Cells (Jul 2021)

Use of Synchrotron Phase-Sensitive Imaging for the Investigation of Magnetopriming and Solar UV-Exclusion Impact on Soybean (<i>Glycine max</i>) Leaves

  • Anis Fatima,
  • Sunita Kataria,
  • Ashish Kumar Agrawal,
  • Balwant Singh,
  • Yogesh Kashyap,
  • Meeta Jain,
  • Marian Brestic,
  • Suleyman I. Allakhverdiev,
  • Anshu Rastogi

DOI
https://doi.org/10.3390/cells10071725
Journal volume & issue
Vol. 10, no. 7
p. 1725

Abstract

Read online

The combined response of exclusion of solar ultraviolet radiation (UV-A+B and UV-B) and static magnetic field (SMF) pre-treatment of 200 mT for 1 h were studied on soybean (Glycine max) leaves using synchrotron imaging. The seeds of soybean with and without SMF pre-treatment were sown in nursery bags kept in iron meshes where UV-A+B (280–400 nm) and UV-B (280–315 nm) from solar radiation were filtered through a polyester filters. Two controls were planned, one with polythene filter controls (FC)- which allows all the UV (280–400 nm); the other control had no filter used (open control-OC). Midrib regions of the intact third trifoliate leaves were imaged using the phase-contrast imaging technique at BL-4, Indus-2 synchrotron radiation source. The solar UV exclusion results suggest that ambient UV caused a reduction in leaf growth which ultimately reduced the photosynthesis in soybean seedlings, while SMF treatment caused enhancement of leaf growth along with photosynthesis even under the presence of ambient UV-B stress. The width of midrib and second-order veins, length of the second-order veins, leaf vein density, and the density of third-order veins obtained from the quantitative image analysis showed an enhancement in the leaves of plants that emerged from SMF pre-treated seeds as compared to untreated ones grown in open control and filter control conditions (in the presence of ambient UV stress). SMF pre-treated seeds along with UV-A+B and UV-B exclusion also showed significant enhancements in leaf parameters as compared to the UV excluded untreated leaves. Our results suggested that SMF-pretreatment of seeds diminishes the ambient UV-induced adverse effects on soybean.

> [TASK INSTRUCTIONS]: Using the soybean abstract, explain in one to three sentences why photosynthesis dropped in the soybean seedlings exposed to ambient UV.

> [SUPPLIED RECORDS]:

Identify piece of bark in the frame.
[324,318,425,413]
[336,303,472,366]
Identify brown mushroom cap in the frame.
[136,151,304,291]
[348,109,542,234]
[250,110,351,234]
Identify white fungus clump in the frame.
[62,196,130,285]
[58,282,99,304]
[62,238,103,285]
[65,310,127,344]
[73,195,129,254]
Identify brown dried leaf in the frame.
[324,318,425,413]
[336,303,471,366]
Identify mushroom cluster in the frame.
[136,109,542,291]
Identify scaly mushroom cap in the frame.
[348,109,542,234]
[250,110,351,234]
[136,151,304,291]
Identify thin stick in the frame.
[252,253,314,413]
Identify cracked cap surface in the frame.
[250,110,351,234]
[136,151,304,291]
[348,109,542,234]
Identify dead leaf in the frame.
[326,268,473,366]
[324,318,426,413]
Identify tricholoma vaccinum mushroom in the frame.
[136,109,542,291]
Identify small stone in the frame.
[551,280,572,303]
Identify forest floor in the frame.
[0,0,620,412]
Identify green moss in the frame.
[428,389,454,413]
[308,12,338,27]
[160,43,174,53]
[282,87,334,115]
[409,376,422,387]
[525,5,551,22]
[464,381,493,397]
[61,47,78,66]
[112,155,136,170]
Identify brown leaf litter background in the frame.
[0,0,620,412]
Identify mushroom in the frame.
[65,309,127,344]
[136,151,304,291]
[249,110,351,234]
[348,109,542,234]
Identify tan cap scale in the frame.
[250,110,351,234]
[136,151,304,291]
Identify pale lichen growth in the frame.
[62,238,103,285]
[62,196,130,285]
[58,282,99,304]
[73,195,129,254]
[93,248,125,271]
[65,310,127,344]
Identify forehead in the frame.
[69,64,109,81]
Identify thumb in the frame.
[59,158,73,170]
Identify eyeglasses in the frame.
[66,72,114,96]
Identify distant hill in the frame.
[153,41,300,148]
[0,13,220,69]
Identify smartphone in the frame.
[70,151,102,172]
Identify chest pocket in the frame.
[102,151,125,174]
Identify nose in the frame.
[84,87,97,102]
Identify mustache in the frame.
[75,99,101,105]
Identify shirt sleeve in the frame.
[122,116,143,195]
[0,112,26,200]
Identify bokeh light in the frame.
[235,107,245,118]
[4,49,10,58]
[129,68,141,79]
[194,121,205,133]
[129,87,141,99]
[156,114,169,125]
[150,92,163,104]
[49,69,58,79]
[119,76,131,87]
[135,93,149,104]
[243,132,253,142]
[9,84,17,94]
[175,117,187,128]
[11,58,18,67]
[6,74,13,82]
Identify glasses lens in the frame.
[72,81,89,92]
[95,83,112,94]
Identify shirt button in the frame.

> [OUTPUT BELOW]: Ambient UV reduced leaf growth, and that reduced leaf growth ultimately lowered photosynthesis in the soybean seedlings.